Instructions to follow :: Using the blog page, explain in one to three sentences why Mark Thomas's articles and news are posted there.

Provided passage ::
This is NOT the official weblog of Mark Thomas; this is a place to post his articles and news to bring them to a wider audience. This blog is in no way endorsed by the activist/comedian Mark Thomas. Most of the posts appeared on www.NewStatesman.com - hopefully they won't object to them being republished here.

Monday, May 02, 2005

The Threat of Banner-Waving


"Are you thinking what we're thinking?" Well, if you are thinking: "I'd rather get cancer than vote for Michael Howard," then the answer is: "Yes I am!" If, on the other hand, you are thinking: "Committed and casual racists vote Tory!" then the answer is: "No." Never has an election campaign been so offensive and yet so dull. Remember that someone actually got paid to come up with "Forward not back". A grown man (probably) in a suit shouted across a meeting: "I've got it! Forward not back!" He may well have been carried shoulder-high around the room in euphoria.

Excerpted records ::
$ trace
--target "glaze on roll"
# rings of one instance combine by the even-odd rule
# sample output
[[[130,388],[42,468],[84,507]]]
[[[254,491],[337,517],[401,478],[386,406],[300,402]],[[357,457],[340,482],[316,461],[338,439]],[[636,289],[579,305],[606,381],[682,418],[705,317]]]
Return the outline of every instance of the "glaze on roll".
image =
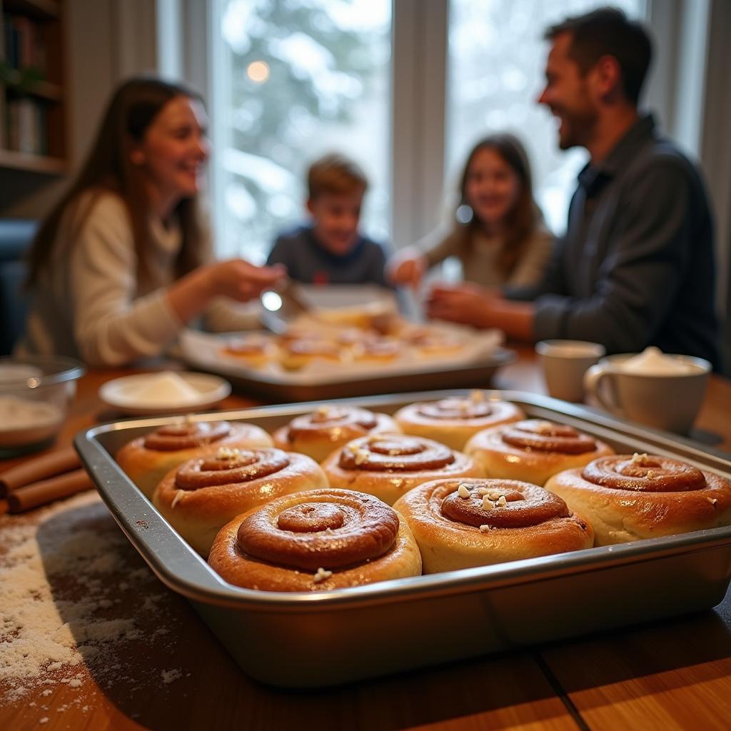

Answer area :: They are posted to bring them to a wider audience. The page says it is not Mark Thomas's official weblog and is not endorsed by him.